Tatsächlich sind aber die Kandidaten für die Jury vom Kulturreferat auf ihre Kompetenz überprüft und die
Wahl ist von Vertretern des Kulturreferats selbst durchgeführt wurden. Und nach Auskunft des Referats und
auch der Stadträte, die Teil der Jury sind, ist bei der Verteilung der Projektgelder kein Künstler und
sein Projekt von der Jury boykottiert worden, sondern jedes geförderte Projekt ist nach künstlerischen
Qualitätskriterien ausgewählt worden. (Nach menschlichem Ermessen wurden dabei auch keine Theatergenies
übersehen).
Zu obskuren Vorstellungen über Demokratie des nämlichen Round-Tables
Bei Versammlungen dieser Art, also bei Versammlungen der zu kurz Gekommenen, wird gerne der Eindruck erweckt,
als wären die demokratischen Grundregeln verletzt worden (dies ist genreübergreifend zu beobachten).
Demokratie funktioniert über Regeln und deren Einhaltung. Hier gibt es ein Verfahren, Kandidaten für die
Jury vorzuschlagen und zwar nicht von irgend jemandem, sondern von einem qualifizierten Personenkreis und
dies sind eben nicht unbedingt alle Antragssteller. Dies ist einfach notwendig um die Qualität der Jury zu
sichern. Es dürfen nur Personen vorgeschlagen und gewählt werden, die nach künstlerischer Qualität die
Gelder verteilen, wie es in der Präambel zur Förderung festgelegt ist.

_Extrahierte Daten_

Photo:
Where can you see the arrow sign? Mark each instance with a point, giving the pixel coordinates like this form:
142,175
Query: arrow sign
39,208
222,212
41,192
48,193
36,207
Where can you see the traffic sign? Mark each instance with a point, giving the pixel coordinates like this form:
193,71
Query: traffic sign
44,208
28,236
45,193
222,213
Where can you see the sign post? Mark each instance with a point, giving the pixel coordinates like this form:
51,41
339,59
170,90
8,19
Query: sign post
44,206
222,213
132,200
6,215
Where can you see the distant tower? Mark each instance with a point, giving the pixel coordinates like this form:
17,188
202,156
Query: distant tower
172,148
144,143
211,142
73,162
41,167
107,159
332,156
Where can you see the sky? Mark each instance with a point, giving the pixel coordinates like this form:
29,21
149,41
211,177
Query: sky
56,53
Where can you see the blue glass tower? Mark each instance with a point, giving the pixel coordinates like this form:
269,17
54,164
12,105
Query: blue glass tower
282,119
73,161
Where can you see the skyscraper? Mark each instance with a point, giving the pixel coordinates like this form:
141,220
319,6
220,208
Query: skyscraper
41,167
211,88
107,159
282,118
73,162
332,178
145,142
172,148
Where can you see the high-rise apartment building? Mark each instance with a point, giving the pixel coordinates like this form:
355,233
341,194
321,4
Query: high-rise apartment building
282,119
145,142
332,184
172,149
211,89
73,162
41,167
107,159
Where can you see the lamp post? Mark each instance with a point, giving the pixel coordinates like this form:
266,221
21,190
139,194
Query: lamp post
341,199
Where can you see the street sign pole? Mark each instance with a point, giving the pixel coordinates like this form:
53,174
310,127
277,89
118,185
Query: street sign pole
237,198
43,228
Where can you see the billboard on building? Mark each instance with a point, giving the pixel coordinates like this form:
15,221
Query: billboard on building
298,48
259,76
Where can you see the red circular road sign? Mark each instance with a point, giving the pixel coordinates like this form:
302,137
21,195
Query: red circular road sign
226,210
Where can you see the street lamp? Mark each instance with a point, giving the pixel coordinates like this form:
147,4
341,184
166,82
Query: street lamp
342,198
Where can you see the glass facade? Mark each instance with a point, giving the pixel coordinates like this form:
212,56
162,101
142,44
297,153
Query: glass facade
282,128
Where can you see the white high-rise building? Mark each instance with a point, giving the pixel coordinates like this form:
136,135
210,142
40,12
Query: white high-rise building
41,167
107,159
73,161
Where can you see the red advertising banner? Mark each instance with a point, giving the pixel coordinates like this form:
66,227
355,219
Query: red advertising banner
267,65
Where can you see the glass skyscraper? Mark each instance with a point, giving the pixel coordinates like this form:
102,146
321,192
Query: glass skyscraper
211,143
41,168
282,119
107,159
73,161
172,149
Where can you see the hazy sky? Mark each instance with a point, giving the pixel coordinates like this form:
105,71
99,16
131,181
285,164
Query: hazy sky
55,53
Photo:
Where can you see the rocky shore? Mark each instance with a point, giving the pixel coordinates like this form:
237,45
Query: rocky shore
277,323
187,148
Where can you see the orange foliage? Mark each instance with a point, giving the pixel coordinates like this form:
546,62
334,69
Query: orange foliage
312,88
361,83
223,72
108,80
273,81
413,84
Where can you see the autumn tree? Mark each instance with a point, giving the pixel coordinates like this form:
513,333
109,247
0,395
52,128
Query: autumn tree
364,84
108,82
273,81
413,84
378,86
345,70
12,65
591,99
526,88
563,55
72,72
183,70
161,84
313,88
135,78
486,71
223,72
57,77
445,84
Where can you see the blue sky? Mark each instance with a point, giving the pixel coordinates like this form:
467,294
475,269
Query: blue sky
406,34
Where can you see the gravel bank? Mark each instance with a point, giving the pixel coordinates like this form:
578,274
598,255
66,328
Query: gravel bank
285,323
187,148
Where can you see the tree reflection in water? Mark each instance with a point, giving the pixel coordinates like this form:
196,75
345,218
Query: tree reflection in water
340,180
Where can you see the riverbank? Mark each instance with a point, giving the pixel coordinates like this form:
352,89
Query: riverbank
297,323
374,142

_Deine Aufgabe_
Beantworte die folgenden Fragen anhand des Seitenauszugs über die Jury des Kulturreferats.
(a) Wer hat die Kandidaten für die Jury auf ihre Kompetenz überprüft?
(b) Worüber funktioniert Demokratie laut dem Seitenauszug?
(c) Wo ist festgelegt, dass die Gelder nach künstlerischer Qualität verteilt werden?

_Lösung_
(a) Das Kulturreferat.
(b) Über Regeln und deren Einhaltung.
(c) In der Präambel zur Förderung.